So i have created an array with the the count of each letter. It would look something like this:

Array charCount

charCount[0] = 10
charCount[1] = 6
charCount[2] = 4

I know that 0 = a, 1 = b etc.

Now I want to print these results to a graphic representation using asteriks. For example:

*
*
*
*
*
**
**
**
***
***
***
ABC

I found this rather difficult and don't really understand how to do this. - I've made a function to check the max value of my array.

for (int i = 0; i < charCount.length; i++) {
    if (letterCount[i] > maxInt) {
    maxInt = charCount[i]; 
    }
}

Then I've made a for loop to check if there are any matches.

My next part of code is:

for (int i = 0; i < letterCount.length; i++ ) {
    for (int j = 0; j <= maxInt; j++) {
        if (letterCount[i] == maxInt) {
        System.out.println("*");
        } if (letterCount[i]  == maxInt - j ) {
        System.out.println("*");
        } if (letterCount[i] != maxInt ) {
        System.out.println(" ");
    }
}

But here it where I got stuck.

  • How do i print asteriks all the way down and next to each other? Should I work with spaces?
  • How do i know when to stop printing? Does my maxInt - j makes sense?

Can someone point my in the right direction?

I have to come up with a solution using for loops and arrays, So i cant use any fancy methods yet :)

Thank you :)

share|improve this question
1  
There's no technical difficulty in your question (I use to say that the answer is contained in the question). If you sit down with paper & pen and try to simulate what you want to do the answer will come to you fast enough. Hint: You are writing output line by line. –  thibaultd Sep 14 '13 at 13:20
    
Do you mean by writing output line by line, I write for example: *(space)(space)(space) *(space)(space)(space) *(space)(space)(space) A B C D 3 0 0 0 ? –  swennemen Sep 14 '13 at 13:22
    
No, I mean that you have to iterate over the lines (switch your two for loops) because that's the way you will print it. Even if you want to have your graph vertically, which is not hard, you print the lines horizontally in the code and you have to start there your thinking. –  thibaultd Sep 14 '13 at 15:57

1 Answer 1

up vote 2 down vote accepted

Imagine you wanna draw this like a bar graph to a grid, which has coordinates, similar to what you did in school with x and y coordinates. To stay with your example, each y coordinate represents the index of your array, e.g. the specific letter, where the x - coordinate the amount.

Since those numbers may get quite large, it's, like you saw, not best practice to map +1 on the x-coordinate to +1 letter.
-------------------------
● WORK INSTRUCTIONS
1. Update the part of the forum thread on printing letter counts as asterisks that opens with the words containing "for (int i = 0; i < charCount.length;" and closes with "are any matches.", changing "maxInt" to "maxValue".
2. Write what comes next in the forum thread on printing letter counts as an asterisk bar graph, picking up after its last sentence.

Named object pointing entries
-------------------------
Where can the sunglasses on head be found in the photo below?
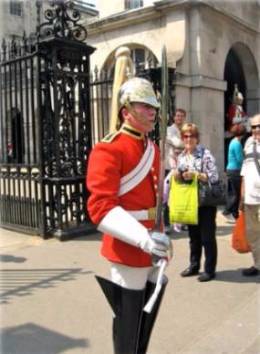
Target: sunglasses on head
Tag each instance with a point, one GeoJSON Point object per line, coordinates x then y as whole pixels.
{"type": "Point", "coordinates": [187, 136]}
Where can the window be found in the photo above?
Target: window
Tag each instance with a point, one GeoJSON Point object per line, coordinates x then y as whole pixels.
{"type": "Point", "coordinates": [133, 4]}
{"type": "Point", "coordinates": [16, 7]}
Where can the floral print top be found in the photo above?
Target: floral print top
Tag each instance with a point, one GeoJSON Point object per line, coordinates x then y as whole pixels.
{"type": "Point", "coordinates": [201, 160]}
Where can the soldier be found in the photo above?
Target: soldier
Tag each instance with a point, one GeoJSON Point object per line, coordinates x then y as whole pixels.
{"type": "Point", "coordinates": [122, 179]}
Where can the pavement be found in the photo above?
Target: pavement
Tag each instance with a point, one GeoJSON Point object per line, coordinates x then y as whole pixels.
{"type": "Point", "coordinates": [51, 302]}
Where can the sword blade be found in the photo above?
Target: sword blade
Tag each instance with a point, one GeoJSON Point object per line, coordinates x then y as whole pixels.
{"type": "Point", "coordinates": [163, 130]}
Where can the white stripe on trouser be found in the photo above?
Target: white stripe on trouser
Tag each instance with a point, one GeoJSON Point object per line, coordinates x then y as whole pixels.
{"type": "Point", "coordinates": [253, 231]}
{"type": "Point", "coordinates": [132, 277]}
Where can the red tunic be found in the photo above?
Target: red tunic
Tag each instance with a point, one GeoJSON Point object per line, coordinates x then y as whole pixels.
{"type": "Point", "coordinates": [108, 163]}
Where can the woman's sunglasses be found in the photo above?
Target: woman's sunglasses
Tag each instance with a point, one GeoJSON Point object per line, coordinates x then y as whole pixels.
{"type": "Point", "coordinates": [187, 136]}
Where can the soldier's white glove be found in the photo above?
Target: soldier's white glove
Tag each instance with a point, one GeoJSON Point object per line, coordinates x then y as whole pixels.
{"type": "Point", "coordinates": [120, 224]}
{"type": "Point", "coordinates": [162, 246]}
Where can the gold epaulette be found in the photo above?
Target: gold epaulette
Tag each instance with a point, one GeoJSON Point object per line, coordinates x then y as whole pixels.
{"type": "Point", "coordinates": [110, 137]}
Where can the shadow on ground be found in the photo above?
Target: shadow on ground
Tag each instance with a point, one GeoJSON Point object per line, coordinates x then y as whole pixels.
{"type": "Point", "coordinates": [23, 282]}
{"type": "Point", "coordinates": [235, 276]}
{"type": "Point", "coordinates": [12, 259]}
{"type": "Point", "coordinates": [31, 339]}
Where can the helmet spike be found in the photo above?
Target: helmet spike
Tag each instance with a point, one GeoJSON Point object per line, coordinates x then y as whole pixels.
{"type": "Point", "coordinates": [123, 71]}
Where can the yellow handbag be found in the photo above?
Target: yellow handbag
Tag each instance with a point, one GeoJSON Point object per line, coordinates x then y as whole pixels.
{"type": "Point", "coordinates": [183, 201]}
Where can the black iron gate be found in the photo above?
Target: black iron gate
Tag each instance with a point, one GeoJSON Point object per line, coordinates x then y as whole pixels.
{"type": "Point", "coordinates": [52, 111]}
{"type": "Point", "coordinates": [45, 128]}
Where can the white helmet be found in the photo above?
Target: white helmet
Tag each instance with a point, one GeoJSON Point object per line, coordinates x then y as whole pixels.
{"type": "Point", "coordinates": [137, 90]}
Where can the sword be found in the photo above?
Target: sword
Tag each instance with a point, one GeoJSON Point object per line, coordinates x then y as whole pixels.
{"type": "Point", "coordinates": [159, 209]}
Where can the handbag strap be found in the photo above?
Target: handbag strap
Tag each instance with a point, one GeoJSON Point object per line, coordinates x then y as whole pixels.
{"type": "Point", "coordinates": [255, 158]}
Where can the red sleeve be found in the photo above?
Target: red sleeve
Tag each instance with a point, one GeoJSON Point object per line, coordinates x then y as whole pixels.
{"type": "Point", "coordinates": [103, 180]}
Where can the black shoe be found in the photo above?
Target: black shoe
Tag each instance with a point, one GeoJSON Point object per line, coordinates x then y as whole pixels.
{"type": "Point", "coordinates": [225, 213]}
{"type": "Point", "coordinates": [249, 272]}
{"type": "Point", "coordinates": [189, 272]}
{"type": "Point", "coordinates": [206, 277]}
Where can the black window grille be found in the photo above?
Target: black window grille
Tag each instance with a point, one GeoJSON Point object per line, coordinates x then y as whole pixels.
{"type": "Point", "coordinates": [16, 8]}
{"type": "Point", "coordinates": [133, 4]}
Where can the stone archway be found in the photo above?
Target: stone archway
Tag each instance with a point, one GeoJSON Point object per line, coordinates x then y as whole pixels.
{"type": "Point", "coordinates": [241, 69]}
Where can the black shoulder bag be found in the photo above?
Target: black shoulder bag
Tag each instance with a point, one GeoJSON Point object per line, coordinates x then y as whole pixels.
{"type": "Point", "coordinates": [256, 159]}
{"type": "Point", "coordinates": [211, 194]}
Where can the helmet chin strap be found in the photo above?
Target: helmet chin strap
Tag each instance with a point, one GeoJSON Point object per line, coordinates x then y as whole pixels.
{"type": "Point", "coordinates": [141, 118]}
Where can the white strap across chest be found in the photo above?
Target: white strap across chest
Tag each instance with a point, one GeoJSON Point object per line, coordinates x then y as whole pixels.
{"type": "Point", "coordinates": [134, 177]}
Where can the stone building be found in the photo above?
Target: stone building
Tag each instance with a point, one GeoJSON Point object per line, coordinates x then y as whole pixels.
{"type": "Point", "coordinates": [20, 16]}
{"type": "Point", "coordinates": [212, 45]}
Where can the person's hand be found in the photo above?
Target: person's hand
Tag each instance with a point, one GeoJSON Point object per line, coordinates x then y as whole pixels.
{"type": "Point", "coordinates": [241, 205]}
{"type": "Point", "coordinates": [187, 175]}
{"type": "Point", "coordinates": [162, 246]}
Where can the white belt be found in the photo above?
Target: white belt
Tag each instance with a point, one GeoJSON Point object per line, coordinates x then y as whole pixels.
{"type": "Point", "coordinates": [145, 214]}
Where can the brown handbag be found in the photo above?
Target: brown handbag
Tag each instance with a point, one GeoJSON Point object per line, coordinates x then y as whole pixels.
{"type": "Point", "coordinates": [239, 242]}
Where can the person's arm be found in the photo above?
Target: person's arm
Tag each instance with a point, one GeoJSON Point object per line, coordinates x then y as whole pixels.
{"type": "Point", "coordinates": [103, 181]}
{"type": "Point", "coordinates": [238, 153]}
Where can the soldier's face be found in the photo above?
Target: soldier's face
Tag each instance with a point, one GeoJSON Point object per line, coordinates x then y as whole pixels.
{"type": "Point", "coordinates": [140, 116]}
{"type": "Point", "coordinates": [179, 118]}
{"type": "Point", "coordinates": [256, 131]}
-------------------------
● RESULTS OF THE TASKS
1.
for (int i = 0; i < charCount.length; i++) {
    if (letterCount[i] > maxValue) {
    maxValue = charCount[i]; 
    }
}

Then I've made a for loop to check if there are any matches.

2.
Therefore you need to determine the size of your diagram, let's say it shall be 10 letters wide:

 y  <- 10
 ^
a|**********
b|**********
c|**********
-------------> x 
  12345 ...10

Now it's important that the occurences of the letters relative to each other are represented correctly by those *-bars, that means the letter which occurs the most could be shown with a bar exactly as long as you draw the x-coordinate, in this case 10.

Lets use this as an example dataset

0 := 10
1 := 6
2 := 4
3 := 14

If the x-coordinate is 10 * long, the amount from entry 3 (highest in the array) is 14 and needs to be 10 * long. With this information you can calculate the factor by dividing 10(x-length) / 14(biggest amount) ~= 0.71 (the factor) This factor you apply to all the numbers to get number of stars to draw.

Here as an example in java:

int xLength = 10;
int[] charCount = new int[5];
charCount[0] = 10;
charCount[1] = 4;
charCount[2] = 7;
charCount[3] = 14;
charCount[4] = 1;

// determine the biggest value:
int biggest = 0;
for(int n:charCount) {
    if(n>biggest)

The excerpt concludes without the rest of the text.